* What the task asks *
Copy each line of the records below, from the first through the one that contains "Target: sunlit rock face", exactly as written.

[Data excerpts]
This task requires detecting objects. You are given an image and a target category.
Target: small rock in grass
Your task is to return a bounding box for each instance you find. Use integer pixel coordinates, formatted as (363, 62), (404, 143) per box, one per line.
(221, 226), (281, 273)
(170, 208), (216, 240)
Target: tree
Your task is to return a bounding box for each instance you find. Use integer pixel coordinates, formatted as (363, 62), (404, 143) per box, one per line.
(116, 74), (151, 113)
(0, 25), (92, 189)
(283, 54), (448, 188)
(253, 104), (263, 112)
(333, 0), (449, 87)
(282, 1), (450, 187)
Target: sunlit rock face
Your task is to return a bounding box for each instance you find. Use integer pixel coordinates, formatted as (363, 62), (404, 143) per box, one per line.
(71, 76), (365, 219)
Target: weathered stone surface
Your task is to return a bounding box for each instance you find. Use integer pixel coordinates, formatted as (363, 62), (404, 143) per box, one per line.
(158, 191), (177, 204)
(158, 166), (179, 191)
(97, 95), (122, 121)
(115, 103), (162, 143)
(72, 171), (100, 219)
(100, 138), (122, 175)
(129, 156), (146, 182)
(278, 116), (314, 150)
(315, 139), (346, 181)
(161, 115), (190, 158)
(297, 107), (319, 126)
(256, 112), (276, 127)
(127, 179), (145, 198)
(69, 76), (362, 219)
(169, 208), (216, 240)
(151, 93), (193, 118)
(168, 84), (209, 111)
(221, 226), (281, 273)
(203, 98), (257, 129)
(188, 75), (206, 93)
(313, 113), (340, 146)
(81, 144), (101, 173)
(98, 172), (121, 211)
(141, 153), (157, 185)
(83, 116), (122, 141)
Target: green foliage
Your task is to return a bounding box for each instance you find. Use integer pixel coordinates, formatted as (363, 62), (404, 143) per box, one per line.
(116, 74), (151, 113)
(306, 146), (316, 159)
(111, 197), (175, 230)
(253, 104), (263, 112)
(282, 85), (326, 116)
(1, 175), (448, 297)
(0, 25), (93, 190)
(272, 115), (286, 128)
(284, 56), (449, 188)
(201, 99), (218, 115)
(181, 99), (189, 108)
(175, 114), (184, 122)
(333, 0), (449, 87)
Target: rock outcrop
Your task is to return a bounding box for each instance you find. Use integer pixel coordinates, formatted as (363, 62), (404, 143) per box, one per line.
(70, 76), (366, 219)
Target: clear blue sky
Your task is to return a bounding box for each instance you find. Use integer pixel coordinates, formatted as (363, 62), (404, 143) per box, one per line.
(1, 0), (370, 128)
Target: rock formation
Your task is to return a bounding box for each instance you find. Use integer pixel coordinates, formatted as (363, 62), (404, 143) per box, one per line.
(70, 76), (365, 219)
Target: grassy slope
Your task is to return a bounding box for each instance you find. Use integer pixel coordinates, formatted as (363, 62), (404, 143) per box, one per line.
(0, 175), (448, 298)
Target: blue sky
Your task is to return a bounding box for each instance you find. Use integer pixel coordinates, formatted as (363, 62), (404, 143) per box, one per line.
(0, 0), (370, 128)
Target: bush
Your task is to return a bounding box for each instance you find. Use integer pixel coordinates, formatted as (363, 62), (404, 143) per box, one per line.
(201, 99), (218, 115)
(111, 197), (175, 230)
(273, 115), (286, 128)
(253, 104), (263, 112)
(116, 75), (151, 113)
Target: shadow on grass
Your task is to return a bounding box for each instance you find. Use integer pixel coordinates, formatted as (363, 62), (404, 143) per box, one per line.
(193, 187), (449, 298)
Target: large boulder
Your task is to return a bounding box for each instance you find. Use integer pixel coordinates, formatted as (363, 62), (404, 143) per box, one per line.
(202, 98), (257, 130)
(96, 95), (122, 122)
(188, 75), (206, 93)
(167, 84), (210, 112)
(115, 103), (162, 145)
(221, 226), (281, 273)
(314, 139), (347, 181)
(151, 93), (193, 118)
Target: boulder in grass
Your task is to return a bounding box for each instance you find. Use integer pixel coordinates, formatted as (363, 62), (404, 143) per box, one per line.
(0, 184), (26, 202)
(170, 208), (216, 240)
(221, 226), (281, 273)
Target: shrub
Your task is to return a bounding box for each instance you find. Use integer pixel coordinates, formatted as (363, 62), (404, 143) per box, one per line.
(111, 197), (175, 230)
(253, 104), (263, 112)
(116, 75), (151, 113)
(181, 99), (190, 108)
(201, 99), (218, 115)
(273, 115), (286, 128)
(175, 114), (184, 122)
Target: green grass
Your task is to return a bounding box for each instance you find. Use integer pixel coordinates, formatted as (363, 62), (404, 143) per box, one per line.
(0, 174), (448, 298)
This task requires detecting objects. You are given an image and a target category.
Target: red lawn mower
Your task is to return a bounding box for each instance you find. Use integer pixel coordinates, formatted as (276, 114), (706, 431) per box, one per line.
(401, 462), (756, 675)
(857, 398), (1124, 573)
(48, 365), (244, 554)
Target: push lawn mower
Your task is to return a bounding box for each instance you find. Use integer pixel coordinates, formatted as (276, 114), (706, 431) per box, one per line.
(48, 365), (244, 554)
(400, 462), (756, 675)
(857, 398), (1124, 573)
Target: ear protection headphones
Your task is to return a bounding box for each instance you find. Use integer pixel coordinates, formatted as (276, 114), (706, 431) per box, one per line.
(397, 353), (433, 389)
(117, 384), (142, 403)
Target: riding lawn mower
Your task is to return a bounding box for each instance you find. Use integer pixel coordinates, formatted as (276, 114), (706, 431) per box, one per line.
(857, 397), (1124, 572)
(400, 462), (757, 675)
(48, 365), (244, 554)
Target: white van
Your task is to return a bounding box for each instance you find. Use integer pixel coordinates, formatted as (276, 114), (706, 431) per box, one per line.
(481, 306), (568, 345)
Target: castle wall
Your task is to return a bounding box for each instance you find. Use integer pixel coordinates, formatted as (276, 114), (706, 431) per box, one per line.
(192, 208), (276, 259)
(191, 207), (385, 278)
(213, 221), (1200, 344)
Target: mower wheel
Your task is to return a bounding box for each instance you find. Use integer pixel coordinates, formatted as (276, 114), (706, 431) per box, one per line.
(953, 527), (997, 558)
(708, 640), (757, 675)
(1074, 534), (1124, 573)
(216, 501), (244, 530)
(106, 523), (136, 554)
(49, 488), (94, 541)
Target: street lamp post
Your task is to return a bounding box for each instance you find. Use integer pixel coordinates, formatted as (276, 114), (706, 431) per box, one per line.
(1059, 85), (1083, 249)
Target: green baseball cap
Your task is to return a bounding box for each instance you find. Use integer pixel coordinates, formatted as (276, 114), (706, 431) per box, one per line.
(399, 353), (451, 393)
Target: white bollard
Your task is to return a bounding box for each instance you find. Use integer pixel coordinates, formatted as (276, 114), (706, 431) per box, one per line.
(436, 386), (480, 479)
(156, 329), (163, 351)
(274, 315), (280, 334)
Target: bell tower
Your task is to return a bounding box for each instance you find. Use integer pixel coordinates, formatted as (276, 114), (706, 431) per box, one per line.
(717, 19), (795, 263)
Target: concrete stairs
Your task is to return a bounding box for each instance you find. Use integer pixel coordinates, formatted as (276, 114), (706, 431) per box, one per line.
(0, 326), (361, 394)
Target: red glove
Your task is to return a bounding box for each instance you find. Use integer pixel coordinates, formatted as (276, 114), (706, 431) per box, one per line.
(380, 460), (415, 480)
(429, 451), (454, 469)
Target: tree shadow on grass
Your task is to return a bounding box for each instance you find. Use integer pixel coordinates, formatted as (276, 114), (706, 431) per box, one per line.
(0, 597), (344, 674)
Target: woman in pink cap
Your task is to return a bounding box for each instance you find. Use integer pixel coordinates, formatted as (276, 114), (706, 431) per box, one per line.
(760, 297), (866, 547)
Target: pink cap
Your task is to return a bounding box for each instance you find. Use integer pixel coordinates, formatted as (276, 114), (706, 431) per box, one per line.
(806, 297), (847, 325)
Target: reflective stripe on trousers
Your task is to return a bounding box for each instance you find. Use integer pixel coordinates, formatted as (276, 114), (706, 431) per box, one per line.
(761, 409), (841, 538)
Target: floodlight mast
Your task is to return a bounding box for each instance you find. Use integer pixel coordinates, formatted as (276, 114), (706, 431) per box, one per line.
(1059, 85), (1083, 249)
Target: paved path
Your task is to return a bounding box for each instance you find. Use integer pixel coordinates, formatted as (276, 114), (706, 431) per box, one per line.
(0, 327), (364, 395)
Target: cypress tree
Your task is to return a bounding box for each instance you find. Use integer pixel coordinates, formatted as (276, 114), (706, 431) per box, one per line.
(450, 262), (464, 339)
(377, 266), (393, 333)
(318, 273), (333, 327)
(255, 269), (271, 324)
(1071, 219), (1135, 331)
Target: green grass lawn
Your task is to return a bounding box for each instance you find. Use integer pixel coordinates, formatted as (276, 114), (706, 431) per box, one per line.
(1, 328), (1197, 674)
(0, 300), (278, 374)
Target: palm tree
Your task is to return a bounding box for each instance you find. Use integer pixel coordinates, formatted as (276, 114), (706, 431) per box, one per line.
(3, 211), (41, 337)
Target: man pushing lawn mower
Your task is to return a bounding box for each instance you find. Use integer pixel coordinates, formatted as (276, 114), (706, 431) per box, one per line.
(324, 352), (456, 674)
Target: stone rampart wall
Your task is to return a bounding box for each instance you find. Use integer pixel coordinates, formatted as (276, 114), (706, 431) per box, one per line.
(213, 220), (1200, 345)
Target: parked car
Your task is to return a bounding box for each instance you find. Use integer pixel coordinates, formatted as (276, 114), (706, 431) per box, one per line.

* Answer *
This task requires detecting objects. You are given an image and a target category.
Target: small rock in grass
Your task is to return a bounding box for each instance you find. Use integer pixel coordinates, formatted as (363, 62), (404, 143) per box, one per line.
(221, 226), (281, 273)
(170, 208), (216, 240)
Target: tree
Your task is to return a bounding box for each instance you find. Use integer pixel coordinates, formatted as (363, 62), (404, 143) per box, one per line.
(116, 74), (151, 113)
(0, 25), (92, 189)
(283, 54), (448, 188)
(253, 104), (263, 112)
(333, 0), (449, 87)
(282, 1), (450, 187)
Target: sunlit rock face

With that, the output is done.